(Problem details):
Can you rewrite the records from the line with "In this exercise you will spot the black athletic" to the line with "<point>7,160</point>", both ends included, with the requests unchanged and every point coordinate in the answers multiplied by 1.95 and rounded to a whole number (halves round up)? Give only those lines.

(Record list):
================
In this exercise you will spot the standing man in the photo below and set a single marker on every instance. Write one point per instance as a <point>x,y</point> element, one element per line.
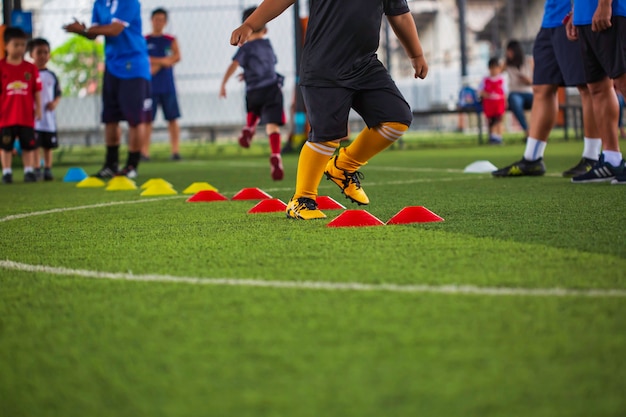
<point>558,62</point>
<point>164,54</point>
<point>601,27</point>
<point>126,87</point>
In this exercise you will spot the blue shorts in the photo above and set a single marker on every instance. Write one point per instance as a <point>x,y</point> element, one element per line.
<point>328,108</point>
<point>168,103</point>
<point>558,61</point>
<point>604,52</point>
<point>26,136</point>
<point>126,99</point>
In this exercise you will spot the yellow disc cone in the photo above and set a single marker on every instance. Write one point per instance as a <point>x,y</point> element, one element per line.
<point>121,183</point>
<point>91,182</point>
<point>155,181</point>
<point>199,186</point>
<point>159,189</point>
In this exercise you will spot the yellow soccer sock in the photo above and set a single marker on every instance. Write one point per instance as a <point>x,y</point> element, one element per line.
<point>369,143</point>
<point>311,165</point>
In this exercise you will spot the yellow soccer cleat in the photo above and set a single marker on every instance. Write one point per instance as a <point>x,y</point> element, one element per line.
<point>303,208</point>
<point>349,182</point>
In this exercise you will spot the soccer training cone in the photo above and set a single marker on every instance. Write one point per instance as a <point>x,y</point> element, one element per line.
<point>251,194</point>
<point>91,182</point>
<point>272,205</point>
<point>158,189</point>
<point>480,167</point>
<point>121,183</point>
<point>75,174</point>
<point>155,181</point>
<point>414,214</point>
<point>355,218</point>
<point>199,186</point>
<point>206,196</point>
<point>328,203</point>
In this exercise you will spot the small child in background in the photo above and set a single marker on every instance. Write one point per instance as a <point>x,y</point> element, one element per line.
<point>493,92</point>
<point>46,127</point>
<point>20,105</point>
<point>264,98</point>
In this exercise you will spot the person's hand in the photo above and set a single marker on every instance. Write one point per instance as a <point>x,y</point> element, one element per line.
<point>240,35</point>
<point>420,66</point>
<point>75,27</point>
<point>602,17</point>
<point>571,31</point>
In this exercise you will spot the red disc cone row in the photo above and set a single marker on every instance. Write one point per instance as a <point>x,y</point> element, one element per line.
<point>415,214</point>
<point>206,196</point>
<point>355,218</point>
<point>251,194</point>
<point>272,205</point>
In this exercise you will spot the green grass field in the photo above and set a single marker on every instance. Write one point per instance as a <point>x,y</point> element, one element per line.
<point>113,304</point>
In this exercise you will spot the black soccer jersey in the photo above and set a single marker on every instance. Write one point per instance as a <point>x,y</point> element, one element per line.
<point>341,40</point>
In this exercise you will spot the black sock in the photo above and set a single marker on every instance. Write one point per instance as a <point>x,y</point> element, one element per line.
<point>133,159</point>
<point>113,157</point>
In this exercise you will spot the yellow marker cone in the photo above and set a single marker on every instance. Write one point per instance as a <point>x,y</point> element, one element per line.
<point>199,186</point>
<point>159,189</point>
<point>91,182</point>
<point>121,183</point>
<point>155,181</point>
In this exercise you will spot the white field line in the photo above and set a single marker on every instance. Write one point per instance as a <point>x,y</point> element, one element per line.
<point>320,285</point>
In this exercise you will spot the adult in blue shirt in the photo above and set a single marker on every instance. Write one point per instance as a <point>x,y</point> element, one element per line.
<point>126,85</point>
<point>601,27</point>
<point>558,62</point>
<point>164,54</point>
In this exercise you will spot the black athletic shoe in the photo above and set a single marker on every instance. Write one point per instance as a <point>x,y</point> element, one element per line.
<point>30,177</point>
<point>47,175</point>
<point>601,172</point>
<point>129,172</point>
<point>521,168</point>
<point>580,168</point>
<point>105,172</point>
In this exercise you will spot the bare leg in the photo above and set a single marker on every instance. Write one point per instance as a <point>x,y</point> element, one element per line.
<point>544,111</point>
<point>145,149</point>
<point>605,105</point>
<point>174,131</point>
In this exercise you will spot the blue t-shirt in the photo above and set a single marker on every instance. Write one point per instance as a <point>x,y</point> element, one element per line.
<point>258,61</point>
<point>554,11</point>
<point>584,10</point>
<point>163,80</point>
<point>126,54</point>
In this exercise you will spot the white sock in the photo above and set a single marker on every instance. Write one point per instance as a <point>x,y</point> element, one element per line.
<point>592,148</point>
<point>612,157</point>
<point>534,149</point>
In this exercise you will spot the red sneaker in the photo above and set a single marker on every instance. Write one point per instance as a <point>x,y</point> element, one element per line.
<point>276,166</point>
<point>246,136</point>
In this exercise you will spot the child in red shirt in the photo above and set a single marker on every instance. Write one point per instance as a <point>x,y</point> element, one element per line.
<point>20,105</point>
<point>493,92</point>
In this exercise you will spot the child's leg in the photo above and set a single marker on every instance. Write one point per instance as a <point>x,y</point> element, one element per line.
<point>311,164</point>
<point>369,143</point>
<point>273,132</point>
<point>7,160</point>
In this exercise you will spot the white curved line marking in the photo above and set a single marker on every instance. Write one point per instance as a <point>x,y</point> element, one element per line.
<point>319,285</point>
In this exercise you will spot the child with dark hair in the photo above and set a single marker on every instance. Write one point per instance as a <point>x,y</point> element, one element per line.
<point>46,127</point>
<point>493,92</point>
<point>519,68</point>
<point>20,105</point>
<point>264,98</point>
================
(Solution below):
In this exercise you will spot the black athletic shoe in the photo above and set a single marker on every instance. Write one point per instance as a <point>x,y</point> element, one element per line.
<point>59,345</point>
<point>92,341</point>
<point>1172,335</point>
<point>252,335</point>
<point>1016,328</point>
<point>1131,328</point>
<point>205,335</point>
In this exercise you will spot the bare leg in the photo above and set a single marker on every instance. Write one point per instance as a <point>x,y</point> element, one element per line.
<point>1061,216</point>
<point>283,291</point>
<point>1180,205</point>
<point>339,255</point>
In this exercise you will spot the blue t-shirt in the photo above and set a single marker on every instance. Write one point per instance as a <point>x,y</point> element, one element per line.
<point>503,119</point>
<point>1080,21</point>
<point>1139,20</point>
<point>318,156</point>
<point>246,105</point>
In this exercise you will spot the white sock in the photo above and set a single marker on every instance. Write one point per instance as a <point>x,y</point> element, one element per line.
<point>1154,289</point>
<point>1193,306</point>
<point>1041,291</point>
In this exercise you will spot the red sneaker in the photo above and set a single marker on every instance. Write one point per instance as a <point>x,y</point> element, one element per line.
<point>538,324</point>
<point>480,265</point>
In this exercise you will spot the child in red shirt in the photo above and set a single marker on every instance. Write one point per instance as a <point>x,y</point> element, one element per line.
<point>39,205</point>
<point>961,179</point>
In this exercise you will spot the child's leg in the photo above and set a single marker on every instance. Write one point per instance as a <point>x,y</point> element, one element per line.
<point>606,320</point>
<point>720,279</point>
<point>532,257</point>
<point>14,312</point>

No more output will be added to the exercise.